===== 本文抜粋
10%引きと10%ポイント還元は同じだと思っていませんか?
2018/04/22
本エントリーの目次
先日はるるの後輩くんに、次年度の業務に必要な機材とその個数、購入先のリストアップをお願いした時のこと。
あれ?こっちの方が安いのに?
後輩くんが作ってくれた資料を確認していたところ、1か所気になるところが…。
それはとある商品の購入先。
A店では、いつもその商品を定価の10%引きで販売してくれています。
これはその商品に関しては、A店が最安値となることが多く、かなりの頻度でA店で発注をかけていたはるる。
ですが今回後輩くんの作成した資料では、その商品の購入先がB店に変更されていました。
ふと気になったはるるは、B店の価格を見てみると、その商品を定価販売しており、まったく安くありません。
あれ?A店の方が安いのに…。
そう思ったはるるは、後輩くんに確認してみることに。
10%ポイント還元されるから一緒ですよ?
それにB店だったら、ネットで購入手続き可能だから、楽ですよ!
A店だと見積書をもらって、それに会社のはんこを押さないと、購入手続きができないじゃないですか。
あれ面倒だなって、はるるさんを見て思っていたんです。
だから今回からB店に変えたんですが、ダメでした?
これが後輩くんのB店に変えた理由。
ふむふむ、なるほど。
たしかに筋が通っていますね。
ですが後輩くんよ、一点間違っていますぞ!
10%引きと10%ポイント還元は、似て非なるもの!
これ、意外と勘違いしている人が多いのかもしれませんが、実はまったく違うものです。
でもこれは、節約を考える上では絶対におさえておきたいポイント。
そう、超重要です!
この違いを理解するには、10%引きと10%ポイント還元、これらについて、まずはしっかりと理解する必要があります。
10%引きとは?
これはある商品を購入する際、本来の価格の10%、つまり1割を引いた価格で買えますよ、ということ。
たとえば、1万円の商品を10%引きで購入するということは、9,000円( = 10000 ー (10000 × 0.1))で購入可能、というわけ。
10%ポイント還元とは?
大手家電量販店などで、よく使われているのが、このポイント還元という仕組み。
これはある商品を購入する際、本来の価格で販売します。
その代わり、その購入価格の10%のポイントを付与します。
そしてこのポイントは、次回以降の買い物で1ポイント = 1円の値引きに使用可能です!
というのが、その概要。
10%ポイント還元を実施しているお店では、ポイントを使いきる前提であれば、1万円で1万1000円分の買い物ができる、というわけ。
あれ?同じじゃないの?
これらをまとめると、以下のとおり。
- 10%引き
9,000円で10,000円の買い物ができる!
つまり+1,000の買い物ができる! - 10%ポイント還元
10,000円で11,000円の買い物ができる!
==========
===== 抽出データ
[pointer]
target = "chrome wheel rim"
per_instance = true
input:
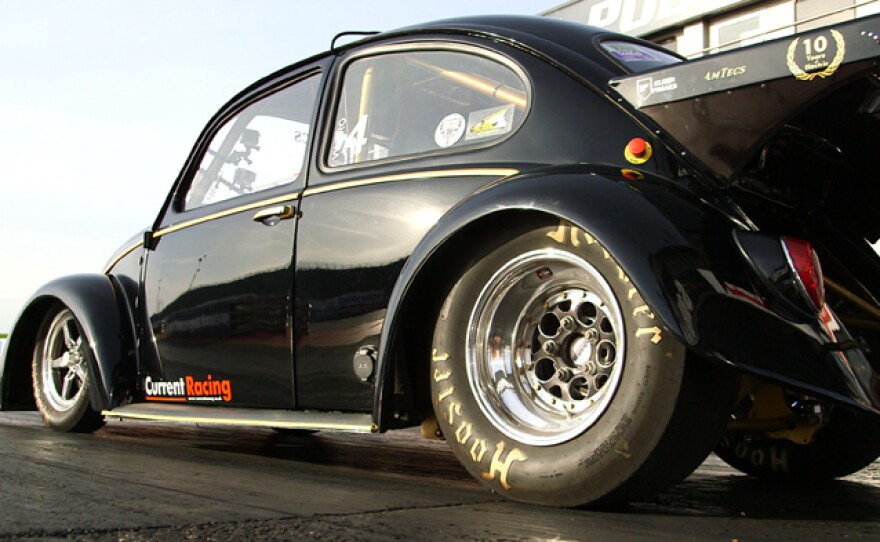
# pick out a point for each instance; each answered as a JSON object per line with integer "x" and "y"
{"x": 63, "y": 368}
{"x": 545, "y": 347}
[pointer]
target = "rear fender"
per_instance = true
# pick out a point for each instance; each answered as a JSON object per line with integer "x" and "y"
{"x": 102, "y": 309}
{"x": 680, "y": 252}
{"x": 652, "y": 228}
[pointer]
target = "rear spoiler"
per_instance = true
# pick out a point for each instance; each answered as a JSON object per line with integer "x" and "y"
{"x": 722, "y": 108}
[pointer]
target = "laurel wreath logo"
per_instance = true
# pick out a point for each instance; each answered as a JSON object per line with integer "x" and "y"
{"x": 832, "y": 67}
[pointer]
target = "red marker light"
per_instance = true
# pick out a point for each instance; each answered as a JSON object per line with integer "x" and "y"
{"x": 637, "y": 151}
{"x": 637, "y": 147}
{"x": 805, "y": 263}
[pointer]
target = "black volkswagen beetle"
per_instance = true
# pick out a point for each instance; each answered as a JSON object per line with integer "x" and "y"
{"x": 583, "y": 261}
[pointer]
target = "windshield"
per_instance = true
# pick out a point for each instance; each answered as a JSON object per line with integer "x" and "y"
{"x": 636, "y": 57}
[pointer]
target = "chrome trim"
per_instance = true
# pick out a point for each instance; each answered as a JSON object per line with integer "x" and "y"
{"x": 433, "y": 174}
{"x": 282, "y": 212}
{"x": 221, "y": 214}
{"x": 330, "y": 421}
{"x": 116, "y": 259}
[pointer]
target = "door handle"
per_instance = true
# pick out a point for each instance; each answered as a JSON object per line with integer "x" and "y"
{"x": 273, "y": 215}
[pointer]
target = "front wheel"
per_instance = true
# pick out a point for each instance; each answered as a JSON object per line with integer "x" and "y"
{"x": 554, "y": 382}
{"x": 61, "y": 374}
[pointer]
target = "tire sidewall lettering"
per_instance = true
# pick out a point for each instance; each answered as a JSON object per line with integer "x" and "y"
{"x": 618, "y": 439}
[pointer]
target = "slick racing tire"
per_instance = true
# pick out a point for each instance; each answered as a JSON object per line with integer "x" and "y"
{"x": 61, "y": 374}
{"x": 849, "y": 443}
{"x": 554, "y": 383}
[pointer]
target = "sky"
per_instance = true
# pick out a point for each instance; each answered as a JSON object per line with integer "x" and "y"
{"x": 102, "y": 100}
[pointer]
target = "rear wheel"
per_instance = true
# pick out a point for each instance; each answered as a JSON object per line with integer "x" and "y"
{"x": 849, "y": 443}
{"x": 554, "y": 382}
{"x": 61, "y": 374}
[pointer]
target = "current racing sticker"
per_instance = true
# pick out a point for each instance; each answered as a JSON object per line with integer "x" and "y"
{"x": 489, "y": 122}
{"x": 449, "y": 131}
{"x": 816, "y": 56}
{"x": 189, "y": 389}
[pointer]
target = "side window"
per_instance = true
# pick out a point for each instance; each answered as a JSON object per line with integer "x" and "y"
{"x": 262, "y": 147}
{"x": 403, "y": 103}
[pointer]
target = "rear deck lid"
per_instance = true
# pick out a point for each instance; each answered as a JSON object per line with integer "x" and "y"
{"x": 723, "y": 107}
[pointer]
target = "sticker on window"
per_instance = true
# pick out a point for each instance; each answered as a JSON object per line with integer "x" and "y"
{"x": 489, "y": 122}
{"x": 449, "y": 131}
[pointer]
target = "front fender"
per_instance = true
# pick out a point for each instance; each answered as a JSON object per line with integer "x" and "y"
{"x": 677, "y": 249}
{"x": 99, "y": 304}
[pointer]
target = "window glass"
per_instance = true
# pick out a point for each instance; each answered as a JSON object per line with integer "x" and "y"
{"x": 404, "y": 103}
{"x": 262, "y": 147}
{"x": 637, "y": 57}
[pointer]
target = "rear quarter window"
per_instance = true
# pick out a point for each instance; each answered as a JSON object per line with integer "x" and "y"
{"x": 411, "y": 102}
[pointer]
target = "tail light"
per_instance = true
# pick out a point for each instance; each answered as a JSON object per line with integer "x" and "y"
{"x": 805, "y": 263}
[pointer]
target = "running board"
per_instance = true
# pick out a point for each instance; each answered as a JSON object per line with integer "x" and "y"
{"x": 282, "y": 419}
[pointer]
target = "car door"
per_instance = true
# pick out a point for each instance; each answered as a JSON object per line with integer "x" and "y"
{"x": 217, "y": 284}
{"x": 395, "y": 160}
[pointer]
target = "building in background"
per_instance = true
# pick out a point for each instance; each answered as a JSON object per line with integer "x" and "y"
{"x": 695, "y": 27}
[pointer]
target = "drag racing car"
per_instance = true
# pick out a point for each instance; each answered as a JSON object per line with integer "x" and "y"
{"x": 582, "y": 260}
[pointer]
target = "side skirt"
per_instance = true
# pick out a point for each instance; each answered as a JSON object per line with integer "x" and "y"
{"x": 283, "y": 419}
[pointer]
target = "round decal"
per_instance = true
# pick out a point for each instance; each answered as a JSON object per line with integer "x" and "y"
{"x": 813, "y": 57}
{"x": 449, "y": 131}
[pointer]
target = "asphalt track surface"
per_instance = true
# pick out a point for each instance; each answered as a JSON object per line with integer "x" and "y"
==========
必要な作業:
1. 次の(a)〜(c)がそれぞれ本文抜粋の内容と合っているかを「はい」か「いいえ」で判定し、決め手となる本文の語句を引用して添えてください。(a) A店ではその商品を定価の10%引きで販売している。(b) B店では、見積書に会社のはんこを押さないと購入手続きができない。(c) ポイントは次回以降の買い物で1ポイントにつき1円の値引きに使える。
2. 本文抜粋にある「これ、意外と勘違いしている人が多いのかもしれませんが、実はまったく違うものです。」という一文を英語に翻訳してください。

解答一覧:
1.
(a) はい。「A店では、いつもその商品を定価の10%引きで販売してくれています」
(b) いいえ。「A店だと見積書をもらって、それに会社のはんこを押さないと、購入手続きができないじゃないですか」、「B店だったら、ネットで購入手続き可能だから」
(c) はい。「次回以降の買い物で1ポイント = 1円の値引きに使用可能です」

2. Surprisingly many people may misunderstand this, but they are actually completely different things.